• **WHAT THIS TASK INVOLVES**
Please convert the lines below into a Markdown table with the columns No. and Line, numbering each row and leaving out any blank lines.

• **SUPPLIED INFORMATION**
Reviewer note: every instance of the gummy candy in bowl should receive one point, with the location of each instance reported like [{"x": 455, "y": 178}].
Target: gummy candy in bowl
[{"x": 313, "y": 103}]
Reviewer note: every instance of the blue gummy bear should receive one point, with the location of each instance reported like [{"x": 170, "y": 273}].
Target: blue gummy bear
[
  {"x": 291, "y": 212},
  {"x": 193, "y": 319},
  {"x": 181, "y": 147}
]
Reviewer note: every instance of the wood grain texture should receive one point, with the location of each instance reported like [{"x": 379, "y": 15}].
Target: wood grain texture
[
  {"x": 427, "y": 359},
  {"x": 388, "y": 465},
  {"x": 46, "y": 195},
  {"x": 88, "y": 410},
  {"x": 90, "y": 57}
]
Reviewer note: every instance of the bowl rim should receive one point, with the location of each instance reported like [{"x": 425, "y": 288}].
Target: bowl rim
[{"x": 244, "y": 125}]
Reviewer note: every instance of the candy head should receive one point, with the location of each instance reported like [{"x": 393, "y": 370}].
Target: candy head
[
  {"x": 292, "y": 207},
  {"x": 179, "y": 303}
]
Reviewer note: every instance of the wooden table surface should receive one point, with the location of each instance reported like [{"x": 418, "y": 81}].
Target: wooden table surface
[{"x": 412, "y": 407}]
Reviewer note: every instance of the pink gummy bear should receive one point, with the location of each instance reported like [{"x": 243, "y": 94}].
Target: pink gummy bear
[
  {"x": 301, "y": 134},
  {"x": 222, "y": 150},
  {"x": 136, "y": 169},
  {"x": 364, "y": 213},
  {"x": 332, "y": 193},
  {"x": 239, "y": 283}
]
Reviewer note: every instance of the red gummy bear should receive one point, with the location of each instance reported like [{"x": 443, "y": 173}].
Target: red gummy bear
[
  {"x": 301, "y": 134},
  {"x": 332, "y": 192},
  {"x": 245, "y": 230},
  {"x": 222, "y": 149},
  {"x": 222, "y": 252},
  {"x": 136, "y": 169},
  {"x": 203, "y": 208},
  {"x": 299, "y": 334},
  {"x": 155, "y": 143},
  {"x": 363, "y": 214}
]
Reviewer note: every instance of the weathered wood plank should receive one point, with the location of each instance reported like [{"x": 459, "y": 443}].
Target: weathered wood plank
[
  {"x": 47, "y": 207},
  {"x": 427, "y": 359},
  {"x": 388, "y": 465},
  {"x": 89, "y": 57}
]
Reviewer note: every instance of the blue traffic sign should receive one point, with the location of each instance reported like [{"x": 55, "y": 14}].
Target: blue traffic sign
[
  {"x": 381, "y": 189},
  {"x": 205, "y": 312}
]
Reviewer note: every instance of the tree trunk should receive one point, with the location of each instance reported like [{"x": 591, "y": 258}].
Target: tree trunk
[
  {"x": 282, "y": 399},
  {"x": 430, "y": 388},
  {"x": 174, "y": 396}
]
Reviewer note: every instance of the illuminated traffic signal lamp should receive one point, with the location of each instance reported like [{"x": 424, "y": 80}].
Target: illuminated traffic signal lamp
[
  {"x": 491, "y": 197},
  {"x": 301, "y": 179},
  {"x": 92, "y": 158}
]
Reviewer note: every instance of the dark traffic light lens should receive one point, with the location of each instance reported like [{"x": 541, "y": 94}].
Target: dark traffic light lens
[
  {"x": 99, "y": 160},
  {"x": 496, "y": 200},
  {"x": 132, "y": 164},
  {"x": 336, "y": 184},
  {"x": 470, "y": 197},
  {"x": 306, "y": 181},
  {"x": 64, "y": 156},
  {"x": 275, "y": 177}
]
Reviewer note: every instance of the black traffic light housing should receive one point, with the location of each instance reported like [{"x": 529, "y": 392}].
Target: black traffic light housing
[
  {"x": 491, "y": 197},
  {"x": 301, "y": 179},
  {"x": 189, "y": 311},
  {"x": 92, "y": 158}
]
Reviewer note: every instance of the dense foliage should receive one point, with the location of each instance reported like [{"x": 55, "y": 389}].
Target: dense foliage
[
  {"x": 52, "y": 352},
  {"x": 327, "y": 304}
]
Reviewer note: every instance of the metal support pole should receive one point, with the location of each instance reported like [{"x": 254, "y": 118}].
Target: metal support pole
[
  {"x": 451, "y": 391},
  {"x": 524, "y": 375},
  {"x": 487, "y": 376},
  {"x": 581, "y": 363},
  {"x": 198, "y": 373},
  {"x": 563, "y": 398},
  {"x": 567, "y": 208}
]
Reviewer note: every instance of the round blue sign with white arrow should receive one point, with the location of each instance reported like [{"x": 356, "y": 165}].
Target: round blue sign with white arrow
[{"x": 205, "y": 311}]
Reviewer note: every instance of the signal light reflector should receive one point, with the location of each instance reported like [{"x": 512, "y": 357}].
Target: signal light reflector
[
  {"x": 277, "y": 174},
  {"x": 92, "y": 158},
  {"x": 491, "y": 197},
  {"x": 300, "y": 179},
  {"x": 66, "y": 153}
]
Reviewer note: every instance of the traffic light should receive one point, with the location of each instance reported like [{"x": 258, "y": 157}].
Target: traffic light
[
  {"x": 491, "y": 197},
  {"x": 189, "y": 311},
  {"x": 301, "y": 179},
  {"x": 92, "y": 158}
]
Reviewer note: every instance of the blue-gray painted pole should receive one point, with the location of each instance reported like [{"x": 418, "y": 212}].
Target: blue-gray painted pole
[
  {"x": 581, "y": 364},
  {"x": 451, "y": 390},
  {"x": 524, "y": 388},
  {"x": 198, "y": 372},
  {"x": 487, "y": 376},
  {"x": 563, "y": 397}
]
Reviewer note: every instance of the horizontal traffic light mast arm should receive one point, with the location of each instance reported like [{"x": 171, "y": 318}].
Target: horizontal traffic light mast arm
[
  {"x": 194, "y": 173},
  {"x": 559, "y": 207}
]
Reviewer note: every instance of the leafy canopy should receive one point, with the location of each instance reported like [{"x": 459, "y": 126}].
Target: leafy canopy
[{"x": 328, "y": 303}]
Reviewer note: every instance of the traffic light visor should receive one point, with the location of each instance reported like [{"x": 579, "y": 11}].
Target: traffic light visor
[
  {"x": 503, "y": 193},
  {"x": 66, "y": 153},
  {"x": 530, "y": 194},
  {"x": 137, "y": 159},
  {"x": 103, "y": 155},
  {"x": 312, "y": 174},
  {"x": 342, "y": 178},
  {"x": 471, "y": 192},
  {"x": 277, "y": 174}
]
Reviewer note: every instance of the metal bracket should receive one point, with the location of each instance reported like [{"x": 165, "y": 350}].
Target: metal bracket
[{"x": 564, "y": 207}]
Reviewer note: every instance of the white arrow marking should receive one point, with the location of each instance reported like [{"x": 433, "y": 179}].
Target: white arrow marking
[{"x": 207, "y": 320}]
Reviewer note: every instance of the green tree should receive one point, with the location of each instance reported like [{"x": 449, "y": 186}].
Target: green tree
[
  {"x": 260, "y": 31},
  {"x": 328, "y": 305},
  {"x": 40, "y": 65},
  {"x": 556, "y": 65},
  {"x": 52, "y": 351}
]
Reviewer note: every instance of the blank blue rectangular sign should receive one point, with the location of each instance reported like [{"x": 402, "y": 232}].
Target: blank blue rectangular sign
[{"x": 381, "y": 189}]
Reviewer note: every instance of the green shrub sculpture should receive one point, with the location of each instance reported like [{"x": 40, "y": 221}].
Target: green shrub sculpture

• **WRITTEN SOLUTION**
| No. | Line |
|---|---|
| 1 | Reviewer note: every instance of the gummy candy in bowl should receive one point, with the location of each instance reported like [{"x": 455, "y": 178}]. |
| 2 | Target: gummy candy in bowl |
| 3 | [{"x": 313, "y": 103}] |
| 4 | Reviewer note: every instance of the blue gummy bear should receive one point, with the location of each instance reported like [{"x": 170, "y": 273}]. |
| 5 | Target: blue gummy bear |
| 6 | [ |
| 7 |   {"x": 291, "y": 212}, |
| 8 |   {"x": 193, "y": 319}, |
| 9 |   {"x": 181, "y": 147} |
| 10 | ] |
| 11 | Reviewer note: every instance of the wood grain texture should receive one point, with the location of each instance reported like [{"x": 379, "y": 15}]. |
| 12 | Target: wood grain texture |
| 13 | [ |
| 14 |   {"x": 427, "y": 359}, |
| 15 |   {"x": 388, "y": 465}, |
| 16 |   {"x": 46, "y": 195}, |
| 17 |   {"x": 88, "y": 410}, |
| 18 |   {"x": 90, "y": 57} |
| 19 | ] |
| 20 | Reviewer note: every instance of the bowl rim should receive one point, with the location of each instance reported like [{"x": 425, "y": 288}]. |
| 21 | Target: bowl rim |
| 22 | [{"x": 244, "y": 125}] |
| 23 | Reviewer note: every instance of the candy head should receive one point, with the location of each instance reported like [{"x": 393, "y": 370}]. |
| 24 | Target: candy head |
| 25 | [ |
| 26 |   {"x": 292, "y": 207}, |
| 27 |   {"x": 179, "y": 303} |
| 28 | ] |
| 29 | Reviewer note: every instance of the wooden table surface should receive one point, with the location of each instance reported like [{"x": 418, "y": 81}]. |
| 30 | Target: wooden table surface |
| 31 | [{"x": 412, "y": 407}] |
| 32 | Reviewer note: every instance of the pink gummy bear should receive one point, with the location of each instance reported like [{"x": 243, "y": 94}]. |
| 33 | Target: pink gummy bear |
| 34 | [ |
| 35 |   {"x": 301, "y": 134}, |
| 36 |   {"x": 222, "y": 150}, |
| 37 |   {"x": 136, "y": 169}, |
| 38 |   {"x": 364, "y": 213}, |
| 39 |   {"x": 332, "y": 193}, |
| 40 |   {"x": 239, "y": 283} |
| 41 | ] |
| 42 | Reviewer note: every instance of the red gummy bear should receive one point, with the location of each instance reported like [{"x": 443, "y": 173}]. |
| 43 | Target: red gummy bear |
| 44 | [ |
| 45 |   {"x": 301, "y": 134}, |
| 46 |   {"x": 332, "y": 192}, |
| 47 |   {"x": 245, "y": 230}, |
| 48 |   {"x": 222, "y": 149}, |
| 49 |   {"x": 222, "y": 252}, |
| 50 |   {"x": 136, "y": 169}, |
| 51 |   {"x": 203, "y": 208}, |
| 52 |   {"x": 299, "y": 334}, |
| 53 |   {"x": 155, "y": 143}, |
| 54 |   {"x": 363, "y": 214} |
| 55 | ] |
| 56 | Reviewer note: every instance of the weathered wood plank should receive one point, with the location of each instance reported like [{"x": 459, "y": 443}]. |
| 57 | Target: weathered wood plank |
| 58 | [ |
| 59 |   {"x": 47, "y": 207}, |
| 60 |   {"x": 427, "y": 359}, |
| 61 |   {"x": 388, "y": 465}, |
| 62 |   {"x": 89, "y": 57} |
| 63 | ] |
| 64 | Reviewer note: every instance of the blue traffic sign should receive one point, with the location of each instance reported like [{"x": 55, "y": 14}]. |
| 65 | Target: blue traffic sign |
| 66 | [ |
| 67 |   {"x": 381, "y": 189}, |
| 68 |   {"x": 205, "y": 312} |
| 69 | ] |
| 70 | Reviewer note: every instance of the tree trunk should receive one point, with the location of each instance reported like [{"x": 591, "y": 258}]. |
| 71 | Target: tree trunk |
| 72 | [ |
| 73 |   {"x": 282, "y": 399}, |
| 74 |   {"x": 430, "y": 388}, |
| 75 |   {"x": 174, "y": 396} |
| 76 | ] |
| 77 | Reviewer note: every instance of the illuminated traffic signal lamp should receive one point, with the location of each instance reported like [{"x": 424, "y": 80}]. |
| 78 | Target: illuminated traffic signal lamp |
| 79 | [ |
| 80 |   {"x": 491, "y": 197}, |
| 81 |   {"x": 301, "y": 179}, |
| 82 |   {"x": 92, "y": 158} |
| 83 | ] |
| 84 | Reviewer note: every instance of the dark traffic light lens should receive one point, with the location of each instance reported like [{"x": 541, "y": 94}]. |
| 85 | Target: dark traffic light lens |
| 86 | [ |
| 87 |   {"x": 99, "y": 160}, |
| 88 |   {"x": 496, "y": 200}, |
| 89 |   {"x": 132, "y": 164}, |
| 90 |   {"x": 336, "y": 184}, |
| 91 |   {"x": 470, "y": 197}, |
| 92 |   {"x": 306, "y": 181}, |
| 93 |   {"x": 64, "y": 156}, |
| 94 |   {"x": 275, "y": 177} |
| 95 | ] |
| 96 | Reviewer note: every instance of the black traffic light housing should receive one point, with the location of each instance reported like [{"x": 529, "y": 392}]. |
| 97 | Target: black traffic light housing |
| 98 | [ |
| 99 |   {"x": 491, "y": 197}, |
| 100 |   {"x": 301, "y": 179}, |
| 101 |   {"x": 189, "y": 311}, |
| 102 |   {"x": 92, "y": 158} |
| 103 | ] |
| 104 | Reviewer note: every instance of the dense foliage should receive one point, with the location of each instance reported like [{"x": 55, "y": 389}]. |
| 105 | Target: dense foliage |
| 106 | [ |
| 107 |   {"x": 52, "y": 352}, |
| 108 |   {"x": 327, "y": 304} |
| 109 | ] |
| 110 | Reviewer note: every instance of the metal support pole should receive one point, with the location of each instance reported like [{"x": 254, "y": 118}]. |
| 111 | Target: metal support pole |
| 112 | [ |
| 113 |   {"x": 451, "y": 391}, |
| 114 |   {"x": 524, "y": 375}, |
| 115 |   {"x": 487, "y": 376}, |
| 116 |   {"x": 581, "y": 363}, |
| 117 |   {"x": 198, "y": 373}, |
| 118 |   {"x": 563, "y": 398}, |
| 119 |   {"x": 567, "y": 208} |
| 120 | ] |
| 121 | Reviewer note: every instance of the round blue sign with white arrow should receive one point, with the location of each instance reported like [{"x": 356, "y": 165}]. |
| 122 | Target: round blue sign with white arrow |
| 123 | [{"x": 205, "y": 311}] |
| 124 | Reviewer note: every instance of the signal light reflector should receive one point, with the location of each instance reported like [{"x": 512, "y": 357}]. |
| 125 | Target: signal light reflector |
| 126 | [ |
| 127 |   {"x": 277, "y": 174}, |
| 128 |   {"x": 92, "y": 158}, |
| 129 |   {"x": 491, "y": 197}, |
| 130 |   {"x": 300, "y": 179}, |
| 131 |   {"x": 66, "y": 153} |
| 132 | ] |
| 133 | Reviewer note: every instance of the traffic light should receive one point, with the location of each instance reported like [{"x": 258, "y": 157}]. |
| 134 | Target: traffic light |
| 135 | [ |
| 136 |   {"x": 491, "y": 197}, |
| 137 |   {"x": 189, "y": 311}, |
| 138 |   {"x": 301, "y": 179}, |
| 139 |   {"x": 92, "y": 158} |
| 140 | ] |
| 141 | Reviewer note: every instance of the blue-gray painted pole should receive one point, with the location of each instance reported like [{"x": 418, "y": 212}]. |
| 142 | Target: blue-gray painted pole |
| 143 | [ |
| 144 |   {"x": 581, "y": 364}, |
| 145 |   {"x": 451, "y": 390}, |
| 146 |   {"x": 524, "y": 388}, |
| 147 |   {"x": 198, "y": 372}, |
| 148 |   {"x": 487, "y": 376}, |
| 149 |   {"x": 563, "y": 397} |
| 150 | ] |
| 151 | Reviewer note: every instance of the horizontal traffic light mast arm should receive one point, with the location of each instance reported like [{"x": 171, "y": 318}]. |
| 152 | Target: horizontal traffic light mast arm |
| 153 | [ |
| 154 |   {"x": 194, "y": 173}, |
| 155 |   {"x": 559, "y": 207} |
| 156 | ] |
| 157 | Reviewer note: every instance of the leafy canopy should receive one point, with the location of each instance reported like [{"x": 459, "y": 126}]. |
| 158 | Target: leafy canopy |
| 159 | [{"x": 328, "y": 303}] |
| 160 | Reviewer note: every instance of the traffic light visor should receive one point, with the location of each instance reported like [{"x": 579, "y": 11}]. |
| 161 | Target: traffic light visor |
| 162 | [ |
| 163 |   {"x": 503, "y": 193}, |
| 164 |   {"x": 66, "y": 153}, |
| 165 |   {"x": 530, "y": 194}, |
| 166 |   {"x": 137, "y": 159}, |
| 167 |   {"x": 103, "y": 155}, |
| 168 |   {"x": 312, "y": 174}, |
| 169 |   {"x": 342, "y": 178}, |
| 170 |   {"x": 471, "y": 192}, |
| 171 |   {"x": 277, "y": 174} |
| 172 | ] |
| 173 | Reviewer note: every instance of the metal bracket should receive one point, with the location of each instance reported like [{"x": 165, "y": 350}]. |
| 174 | Target: metal bracket |
| 175 | [{"x": 564, "y": 207}] |
| 176 | Reviewer note: every instance of the white arrow marking should receive one point, with the location of each instance reported like [{"x": 433, "y": 179}]. |
| 177 | Target: white arrow marking |
| 178 | [{"x": 207, "y": 320}] |
| 179 | Reviewer note: every instance of the green tree should receive one point, with the location of each instance reported like [{"x": 449, "y": 186}]. |
| 180 | Target: green tree |
| 181 | [ |
| 182 |   {"x": 260, "y": 31}, |
| 183 |   {"x": 328, "y": 305}, |
| 184 |   {"x": 40, "y": 65}, |
| 185 |   {"x": 556, "y": 65}, |
| 186 |   {"x": 52, "y": 351} |
| 187 | ] |
| 188 | Reviewer note: every instance of the blank blue rectangular sign should receive one point, with the location of each instance reported like [{"x": 402, "y": 232}]. |
| 189 | Target: blank blue rectangular sign |
| 190 | [{"x": 381, "y": 189}] |
| 191 | Reviewer note: every instance of the green shrub sculpture should receive one point, with the location of each instance reported like [{"x": 40, "y": 221}]. |
| 192 | Target: green shrub sculpture |